*Exercise brief:* In the excerpt on heaven and hell below, list every kind of leader that the text says finds threats of force, death, and hell useful for managing behavior.

*Excerpt to read:*
┌────────

And so as the lesson continues; we learn that late in the afternoon the cheerful sun goes to sleep and leaves us in the dark. The dark is where we are left cold, scared and alone. Next we learn about plants, animals and people, how they taste and act and behave. Then one day the lesson gets real: we learn about death. We learn that pretty flowers wilt or get eaten by bugs, animals can get sick and then are no longer around. And finally we learn that the mother who provides the warm embrace will, some day, pass away, and that we will suffer the same fate.
And so as we learn more about the horror and beauty of the world, we discover things that are even worse: injustice, famine, pandemics and even genocide. Loss of hope.
And we know in our heart that those pretty flowers are not coming back, that our beloved dog is gone forever and whatever disease or dictator caused all the death is not going away; and even worse, we are powerless to fix the injustice, stop the dying or even punish the ruthless dictator.
So as we sit in a dark corner crying, we are told a story. Death isn’t final, there’s a better place where we go afterwards. We don’t have to say goodbye forever to our parents that we love so much, we get second chance. And those mean and evil dictators will be cast into eternal hellfire.
This is a seductive story. As a child we believe it. We surround ourselves with others who believe it. It makes us happier and helps us to sleep at night. And this is how the story took root and flourished.
Benefits of Heaven and Hell
There are some practical benefits for people to behave well both individually and as a society. Who wants to share life with someone trying to kill or exploit you? If folks are "good" we can get along, if not, evil runs the show and everyone is out for his or her self.
And leaders--familial, tribal, community, national, religious etc.--find threats of force, death, and hell useful for managing people's behavior. Direct violence loses some of its effectiveness the further people get away from it, but if the threat is supernatural we have the basis for influence flexible enough for a civilization. Especially, if we have a priesthood and religious practices to foster unity.
So, social cohesion and the restraint of evil are utilitarian (material) benefits of belief in heaven and hell. But if an after-life judgement is entirely a human creation then compliance is irrational because. We would have the "benefit" of better relations, but it would all be based on a fabrication. If we get real with our atheism then we remove any lasting benefit to being "good." Whether we are good or evil makes no real difference. Psychopaths live that way and if a significant number of people embraced such a material mindset we would have the culture of a prison without the guards.
There might be another reason that people in all cultures from the earliest of times have believed in God and a day of judgement for deeds done in the flesh besides the utilitarian benefits. We might believe it because it's true.
Even if there was no God, the concepts of heaven and hell would still exist. Because we, as humans, feel the need to be validated. We can’t do good just to be good people. We want to do good things and be repaid for it. People want a prize, an award for being good. Heaven is just that. You get into Heaven, a place with all of your desires fulfilled, if you are good enough. No one will ever do you good without expecting something in return.
There is also this need to punish what is bad. Some people just need to feel in control. They curse you to go to hell so that they can sleep better at night. To feel like they have control over your fate and destiny. Other people can’t personally get revenge and just hope that someday, somehow, the ones that wronged them will be punished. And believing that after death they will be punished according to their wrong-doings, in a place such as hell, where they will suffer just like you did, brings people comfort.
Heaven and hell are just concepts that bring us security, comfort, they make us feel safe. Like everyone will eventually get what they deserve. Whether it is for revenge, to feel in control, or just a reward for our good deeds, people will always need the concepts of heaven and hell.

└────────

*Material shown:*
┌────────

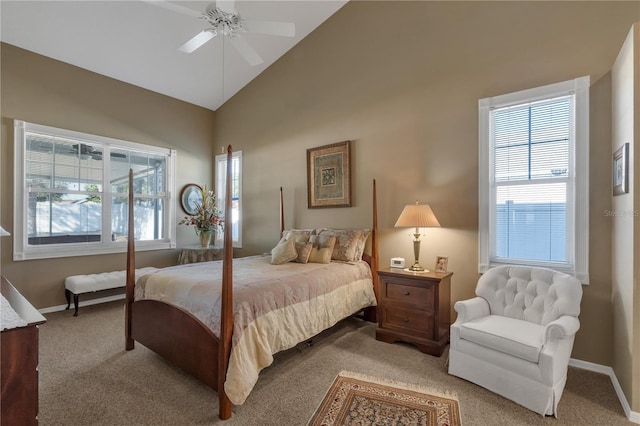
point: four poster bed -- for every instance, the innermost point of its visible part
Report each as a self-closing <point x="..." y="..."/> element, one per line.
<point x="186" y="315"/>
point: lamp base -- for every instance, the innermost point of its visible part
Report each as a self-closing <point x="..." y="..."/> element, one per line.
<point x="416" y="268"/>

└────────

*Finished task:* familial, tribal, community, national, religious